# start of DOCUMENT PASSAGE
- Born: September 2, 1949 (age 77) South Korea
- Occupation: Actor

Korean name
- Hangul: 임채무
- Hanja: 林采茂
- RR: Im Chaemu
- MR: Im Ch'aemu

= Im Chae-moo =

South Korean actor

Im Chae-moo (born September 2, 1949) is a South Korean actor. He opened an amusement park called Doori Land in 1990, which is still open as of 2024 but has financially struggled in recent years and left him in debt. Im has been married twice and has two children.
# end of DOCUMENT PASSAGE
# start of EXCERPTED DATA
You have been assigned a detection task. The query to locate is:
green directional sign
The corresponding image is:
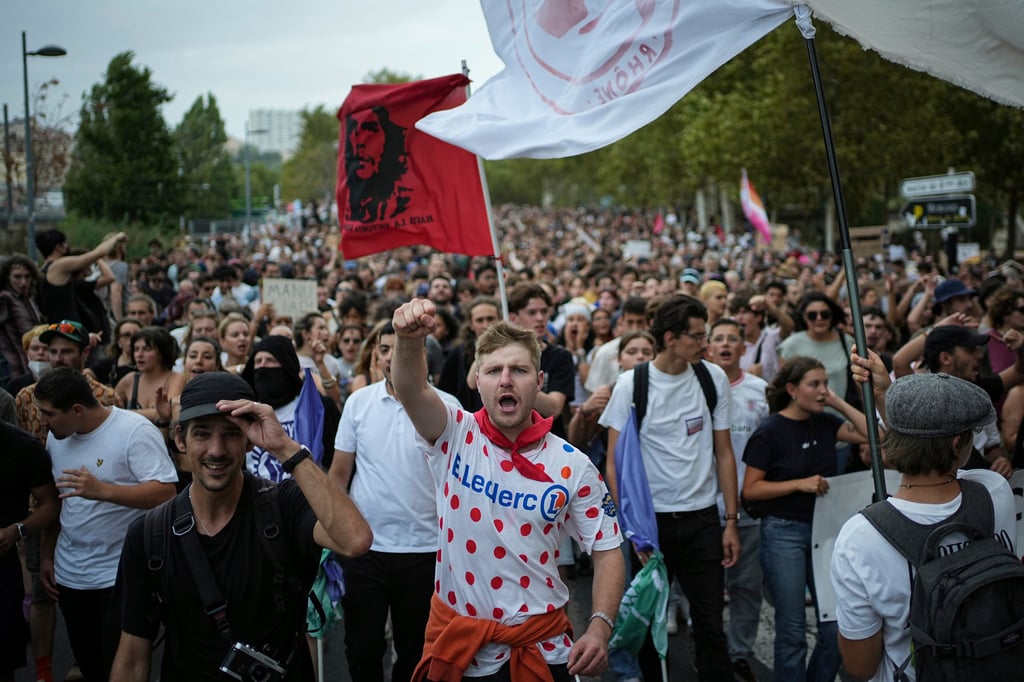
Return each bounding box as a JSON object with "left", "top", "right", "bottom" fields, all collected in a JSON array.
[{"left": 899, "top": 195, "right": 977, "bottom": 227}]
# end of EXCERPTED DATA
# start of EXCERPTED DATA
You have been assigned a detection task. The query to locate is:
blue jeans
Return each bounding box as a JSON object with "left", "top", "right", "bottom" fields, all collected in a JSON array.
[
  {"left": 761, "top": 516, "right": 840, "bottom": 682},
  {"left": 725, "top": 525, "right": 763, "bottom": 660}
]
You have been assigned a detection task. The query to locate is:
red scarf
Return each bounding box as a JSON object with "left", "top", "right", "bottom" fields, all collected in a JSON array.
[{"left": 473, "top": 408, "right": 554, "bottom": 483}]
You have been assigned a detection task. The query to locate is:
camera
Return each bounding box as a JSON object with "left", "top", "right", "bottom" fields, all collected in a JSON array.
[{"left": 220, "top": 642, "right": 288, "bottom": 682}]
# end of EXCERPTED DATA
● **WHAT YOU NEED TO DO**
[1] According to the Im Chae-moo profile, in what year did he open the Doori Land amusement park?
[2] Retype the Im Chae-moo profile word for word between "Korean name" and "has two children.", inclusive.

● **ANSWERS FOR THE TASKS**
[1] 1990

[2]
Korean name
- Hangul: 임채무
- Hanja: 林采茂
- RR: Im Chaemu
- MR: Im Ch'aemu

= Im Chae-moo =

South Korean actor

Im Chae-moo (born September 2, 1949) is a South Korean actor. He opened an amusement park called Doori Land in 1990, which is still open as of 2024 but has financially struggled in recent years and left him in debt. Im has been married twice and has two children.